Directive:
Collect every line in the records below that contains the string "query", and copy each of those lines in full.

Supplied data:
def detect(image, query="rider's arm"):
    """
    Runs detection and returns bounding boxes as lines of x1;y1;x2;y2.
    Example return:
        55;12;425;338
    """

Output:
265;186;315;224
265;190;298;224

...

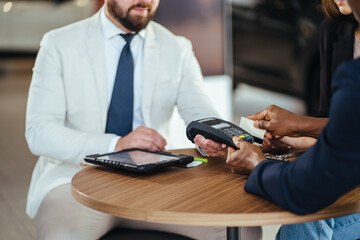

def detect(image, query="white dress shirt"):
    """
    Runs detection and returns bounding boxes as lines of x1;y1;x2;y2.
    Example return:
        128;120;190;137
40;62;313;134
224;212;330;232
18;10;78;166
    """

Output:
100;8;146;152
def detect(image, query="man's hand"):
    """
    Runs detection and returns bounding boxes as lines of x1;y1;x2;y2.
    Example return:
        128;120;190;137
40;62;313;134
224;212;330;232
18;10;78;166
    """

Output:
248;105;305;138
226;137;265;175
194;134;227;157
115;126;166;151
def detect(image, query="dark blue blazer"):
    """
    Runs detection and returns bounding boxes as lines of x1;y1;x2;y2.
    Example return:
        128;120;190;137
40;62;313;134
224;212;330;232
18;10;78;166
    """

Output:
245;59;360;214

* * *

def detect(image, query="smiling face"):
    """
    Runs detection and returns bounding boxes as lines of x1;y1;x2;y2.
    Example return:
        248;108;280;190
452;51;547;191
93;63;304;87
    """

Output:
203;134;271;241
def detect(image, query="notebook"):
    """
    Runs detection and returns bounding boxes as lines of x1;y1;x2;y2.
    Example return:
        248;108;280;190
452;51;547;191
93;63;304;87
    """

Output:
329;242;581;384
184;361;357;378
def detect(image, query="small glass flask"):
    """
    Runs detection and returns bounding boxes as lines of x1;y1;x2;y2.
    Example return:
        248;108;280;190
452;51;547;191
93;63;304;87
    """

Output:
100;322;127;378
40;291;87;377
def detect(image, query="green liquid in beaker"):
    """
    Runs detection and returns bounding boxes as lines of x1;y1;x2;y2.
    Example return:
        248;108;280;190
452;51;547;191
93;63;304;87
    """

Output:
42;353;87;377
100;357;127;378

Result of the task:
def detect(image, query="rider's arm"):
def detect(image, query="white dress shirt"):
def detect(image, query="man's hand"):
def detect(image, query="dark blue blazer"):
def detect(image, query="smiling face"):
def detect(image, query="notebook"):
def detect(image, query="small glass flask"):
def detect(image, query="green liquid in beaker"):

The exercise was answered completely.